• _課題 1_
本文によると、室伏重信氏は何年間にわたって日本一を維持しましたか。
• _課題 2_
本文のうち、「医療ガバナンス学会 (2025年11月28日 08:00)」を含む語句から始めて「の記録を更新することでした。」の直後までを、「ファシリテーター」を「司会役」に差し替えて書き出してください。
• _課題 3_
本文の「39歳でなお」で始まる段落を、主要な事実を残して箇条書きにまとめてください。

• _本文抜粋_

医療ガバナンス学会 (2025年11月28日 08:00)
順天堂大学スポーツ健康科学部先任准教授
室伏由佳
2025年11月28日 MRIC by 医療ガバナンス学会 発行 http://medg.jp
2025年10月24日、医療ガバナンス研究所(東京都港区)「プラチナ勉強会」で室伏重信氏が講演し、長女である筆者がファシリテーターを務めました。レポート後編です。
■体力衰退期での工夫―ターンの変更と技術面の追求
39歳でなお自らの日本記録を更新し(75m96、1998年に息子・室伏広治に破られるまで14年間日本一を維持)、41歳の2日前まで現役を続けた室伏重信氏。選手としての年齢が上がっても、目標は常に自身の記録を更新することでした。
そんな室伏氏が体力の衰えを感じ始めたのも、40歳に近づいた頃でした。室伏氏は、1976年モントリオールオリンピックでの投擲映像を視聴しながら、「体力の衰えを技術で補う」という当時の選択を振り返りました。

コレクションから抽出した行
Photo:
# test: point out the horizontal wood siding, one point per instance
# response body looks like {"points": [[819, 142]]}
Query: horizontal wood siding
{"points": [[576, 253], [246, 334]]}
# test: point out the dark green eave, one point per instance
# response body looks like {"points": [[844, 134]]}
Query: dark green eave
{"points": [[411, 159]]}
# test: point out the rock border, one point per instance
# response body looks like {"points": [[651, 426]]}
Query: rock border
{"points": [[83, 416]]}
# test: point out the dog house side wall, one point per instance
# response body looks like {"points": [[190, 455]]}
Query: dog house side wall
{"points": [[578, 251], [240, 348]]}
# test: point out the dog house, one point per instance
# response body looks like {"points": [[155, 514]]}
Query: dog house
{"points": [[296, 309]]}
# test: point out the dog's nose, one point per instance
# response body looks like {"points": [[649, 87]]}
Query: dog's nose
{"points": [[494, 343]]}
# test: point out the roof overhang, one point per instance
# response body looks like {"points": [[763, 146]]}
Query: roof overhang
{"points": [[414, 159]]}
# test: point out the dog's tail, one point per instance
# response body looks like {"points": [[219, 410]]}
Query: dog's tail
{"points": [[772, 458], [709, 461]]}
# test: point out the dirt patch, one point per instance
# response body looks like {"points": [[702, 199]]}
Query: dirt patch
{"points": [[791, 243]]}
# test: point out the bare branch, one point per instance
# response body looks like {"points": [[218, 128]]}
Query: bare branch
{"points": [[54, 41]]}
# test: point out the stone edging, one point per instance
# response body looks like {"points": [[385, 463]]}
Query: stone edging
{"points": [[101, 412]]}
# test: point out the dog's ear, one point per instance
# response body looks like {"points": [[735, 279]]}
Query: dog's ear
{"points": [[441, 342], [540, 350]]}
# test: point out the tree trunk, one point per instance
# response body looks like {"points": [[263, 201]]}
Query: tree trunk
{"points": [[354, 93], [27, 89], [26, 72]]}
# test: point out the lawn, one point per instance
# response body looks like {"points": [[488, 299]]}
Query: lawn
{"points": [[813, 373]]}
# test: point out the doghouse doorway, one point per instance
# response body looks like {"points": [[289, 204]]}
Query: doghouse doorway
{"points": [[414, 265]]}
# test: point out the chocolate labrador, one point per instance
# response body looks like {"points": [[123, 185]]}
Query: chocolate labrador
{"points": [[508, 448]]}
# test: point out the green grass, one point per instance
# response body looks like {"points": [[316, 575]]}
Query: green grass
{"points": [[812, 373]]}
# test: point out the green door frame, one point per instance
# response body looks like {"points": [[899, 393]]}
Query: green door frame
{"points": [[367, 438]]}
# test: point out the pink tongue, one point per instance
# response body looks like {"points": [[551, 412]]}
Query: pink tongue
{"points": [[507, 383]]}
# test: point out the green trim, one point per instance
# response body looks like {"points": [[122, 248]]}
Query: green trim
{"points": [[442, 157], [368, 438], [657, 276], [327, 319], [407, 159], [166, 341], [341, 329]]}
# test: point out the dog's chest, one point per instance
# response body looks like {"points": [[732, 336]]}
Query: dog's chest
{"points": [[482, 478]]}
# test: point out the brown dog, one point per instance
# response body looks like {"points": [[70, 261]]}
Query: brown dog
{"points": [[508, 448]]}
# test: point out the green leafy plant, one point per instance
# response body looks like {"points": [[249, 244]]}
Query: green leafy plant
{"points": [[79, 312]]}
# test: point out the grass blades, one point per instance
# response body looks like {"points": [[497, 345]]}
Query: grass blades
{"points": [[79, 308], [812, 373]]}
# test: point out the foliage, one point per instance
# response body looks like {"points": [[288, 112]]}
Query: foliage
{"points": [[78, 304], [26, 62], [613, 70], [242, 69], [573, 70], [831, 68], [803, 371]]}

• _解答欄 1_
14年間です。

• _解答欄 2_
医療ガバナンス学会 (2025年11月28日 08:00)
順天堂大学スポーツ健康科学部先任准教授
室伏由佳
2025年11月28日 MRIC by 医療ガバナンス学会 発行 http://medg.jp
2025年10月24日、医療ガバナンス研究所(東京都港区)「プラチナ勉強会」で室伏重信氏が講演し、長女である筆者が司会役を務めました。レポート後編です。
■体力衰退期での工夫―ターンの変更と技術面の追求
39歳でなお自らの日本記録を更新し(75m96、1998年に息子・室伏広治に破られるまで14年間日本一を維持)、41歳の2日前まで現役を続けた室伏重信氏。選手としての年齢が上がっても、目標は常に自身の記録を更新することでした。

• _解答欄 3_
- 39歳で自らの日本記録(75m96)を更新した
- 1998年に息子・室伏広治に破られるまで、14年間日本一を維持した
- 41歳の2日前まで現役を続けた
- 年齢が上がっても、目標は常に自身の記録の更新だった